━━ Bereitgestelltes Material
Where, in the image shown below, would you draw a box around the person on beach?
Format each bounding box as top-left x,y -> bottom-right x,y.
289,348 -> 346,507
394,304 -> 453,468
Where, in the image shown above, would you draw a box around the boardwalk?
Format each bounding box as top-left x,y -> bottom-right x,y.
━━━━
◆ **Ihre Aufgabe**
Tauschen Sie in den Zeilen aller obigen Einträge „bounding box“ gegen „rectangle“ aus und geben Sie die Zeilen sonst unverändert wieder.

◆ **Antwort zur Aufgabe**
Where, in the image shown below, would you draw a box around the person on beach?
Format each rectangle as top-left x,y -> bottom-right x,y.
289,348 -> 346,507
394,304 -> 453,468
Where, in the image shown above, would you draw a box around the boardwalk?
Format each rectangle as top-left x,y -> bottom-right x,y.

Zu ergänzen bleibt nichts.